- Text provided
────────

6.1.3 Mobile Apps for Field Data Collection.
The mobile technologies are evolving at a tremendous pace. The advancements in the smart phones and tablets have allowed the development of several applications for field data collection and mapping. It is a convenient alternative of expensive field data collection equipment. These apps can work with online or offline maps and can collect data at acceptable accuracies for most of the GIS projects. However, expensive, and more accurate equipment can be used where higher data accuracies are required. Some of the commonly used mobile data collection apps may include Esri’s Collector and Survey123, QField, Mergin Maps, Fulcrum, and GIS cloud.
6.1.3.1 Collector and Survey123
Collector and Survey123 were developed by Esri and can work together for GIS field data collection. The Collector app is mainly focused in collecting vector data sets (points, lines, and polygons), whereas Survey123 is form-centric which allows users to collect the data in tabular format. The data collected through these apps can easily be integrated with ArcGIS Online.
6.1.3.2 QField
It is an open-source alternative of Esri’s Collector and Survey123 which works well with Android devices. It allows users to set up forms, take photos, and view custom maps for field use. The data collected through QField can be synchronized with QGIS through QField Sync plugin.
6.1.3.3 Mergin Maps
Another open-source app which provides an intuitive way of collecting field data through mobile phone or tablet. It is an easy-to-use app requiring minimum or no training. The interface is simple but offers powerful features for capturing vector data which can be overlaid on background maps. It allows the attachment of external GPS to improve data capturing accuracies. It also allows geotagging of photos and barcode scanning and can work equally well with Android and iOS (iPhone operating System) platforms. The data captured though Mergin Maps can be opened in most of the mapping software including QGIS and ArcGIS.

────────

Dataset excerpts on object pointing
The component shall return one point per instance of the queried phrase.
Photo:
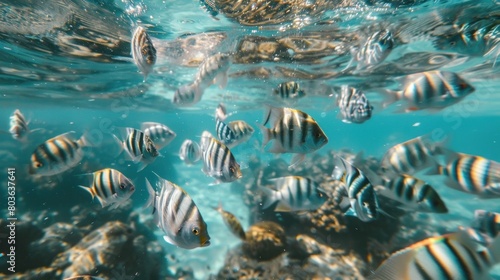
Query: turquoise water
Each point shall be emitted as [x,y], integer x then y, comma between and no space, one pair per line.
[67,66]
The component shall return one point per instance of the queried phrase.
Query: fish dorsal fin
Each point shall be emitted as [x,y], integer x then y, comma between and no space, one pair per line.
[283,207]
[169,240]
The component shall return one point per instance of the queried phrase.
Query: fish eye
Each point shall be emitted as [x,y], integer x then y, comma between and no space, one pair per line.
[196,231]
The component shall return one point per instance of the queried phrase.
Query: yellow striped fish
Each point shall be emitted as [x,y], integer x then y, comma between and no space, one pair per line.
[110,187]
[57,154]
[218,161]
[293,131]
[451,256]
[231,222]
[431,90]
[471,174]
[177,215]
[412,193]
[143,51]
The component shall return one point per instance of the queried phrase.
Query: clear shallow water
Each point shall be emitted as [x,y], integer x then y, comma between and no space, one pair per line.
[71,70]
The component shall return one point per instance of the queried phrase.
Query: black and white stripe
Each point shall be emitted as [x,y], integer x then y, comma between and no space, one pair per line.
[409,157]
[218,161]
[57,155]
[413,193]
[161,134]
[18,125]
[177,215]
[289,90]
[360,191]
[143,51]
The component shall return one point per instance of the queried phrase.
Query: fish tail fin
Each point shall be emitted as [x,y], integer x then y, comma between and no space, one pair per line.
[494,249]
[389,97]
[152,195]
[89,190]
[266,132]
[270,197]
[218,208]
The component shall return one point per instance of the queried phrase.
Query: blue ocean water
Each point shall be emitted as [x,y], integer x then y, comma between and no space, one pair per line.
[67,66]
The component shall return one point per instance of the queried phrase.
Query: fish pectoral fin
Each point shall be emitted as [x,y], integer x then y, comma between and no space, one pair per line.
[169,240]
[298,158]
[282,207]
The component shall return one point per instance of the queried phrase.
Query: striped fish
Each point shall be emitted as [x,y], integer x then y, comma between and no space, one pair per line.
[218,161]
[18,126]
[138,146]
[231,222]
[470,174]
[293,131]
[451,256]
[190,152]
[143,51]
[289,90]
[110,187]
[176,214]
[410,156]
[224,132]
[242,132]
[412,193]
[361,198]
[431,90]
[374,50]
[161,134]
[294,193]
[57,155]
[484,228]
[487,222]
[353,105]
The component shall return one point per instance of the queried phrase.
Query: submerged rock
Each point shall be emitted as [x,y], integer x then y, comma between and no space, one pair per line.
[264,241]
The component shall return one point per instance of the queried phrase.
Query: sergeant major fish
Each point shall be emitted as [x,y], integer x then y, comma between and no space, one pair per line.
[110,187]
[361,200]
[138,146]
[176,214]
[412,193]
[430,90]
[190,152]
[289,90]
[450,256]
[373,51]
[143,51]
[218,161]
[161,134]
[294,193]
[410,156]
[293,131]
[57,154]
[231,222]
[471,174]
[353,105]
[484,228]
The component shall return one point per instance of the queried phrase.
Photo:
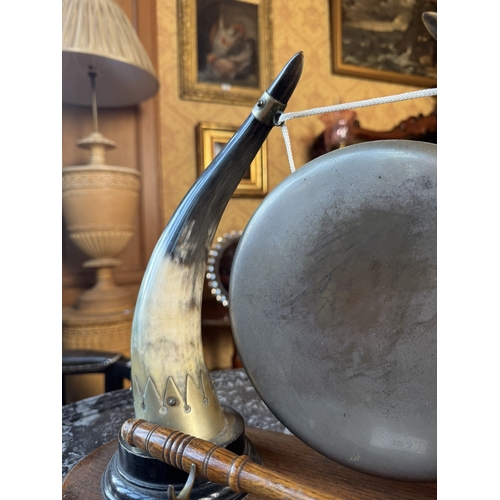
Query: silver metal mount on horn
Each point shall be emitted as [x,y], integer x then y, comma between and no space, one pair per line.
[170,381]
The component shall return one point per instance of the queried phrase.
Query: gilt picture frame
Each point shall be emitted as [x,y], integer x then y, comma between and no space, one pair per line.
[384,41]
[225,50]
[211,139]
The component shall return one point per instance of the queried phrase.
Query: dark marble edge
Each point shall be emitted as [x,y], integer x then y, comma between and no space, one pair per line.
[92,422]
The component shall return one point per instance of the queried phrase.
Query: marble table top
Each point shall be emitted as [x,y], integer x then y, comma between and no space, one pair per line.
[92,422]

────────

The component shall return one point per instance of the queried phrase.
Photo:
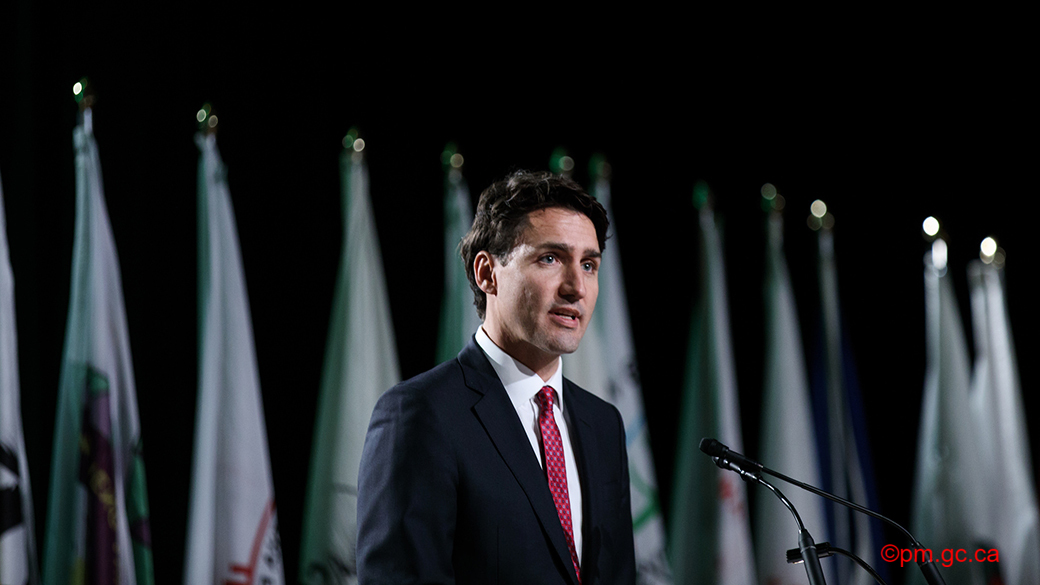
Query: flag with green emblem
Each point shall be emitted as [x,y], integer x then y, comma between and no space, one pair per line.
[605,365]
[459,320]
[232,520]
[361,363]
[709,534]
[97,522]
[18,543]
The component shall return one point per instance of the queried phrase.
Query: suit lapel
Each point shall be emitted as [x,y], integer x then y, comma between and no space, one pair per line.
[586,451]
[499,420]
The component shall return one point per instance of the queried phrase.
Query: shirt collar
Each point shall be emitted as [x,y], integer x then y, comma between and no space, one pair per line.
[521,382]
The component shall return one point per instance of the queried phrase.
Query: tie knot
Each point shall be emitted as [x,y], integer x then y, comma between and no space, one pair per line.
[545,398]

────────

- Exercise brief
Name every mobile data collection app that the text on mobile field data collection lists as commonly used.

- Solution to this task
Esri’s Collector, Survey123, QField, Mergin Maps, Fulcrum, GIS cloud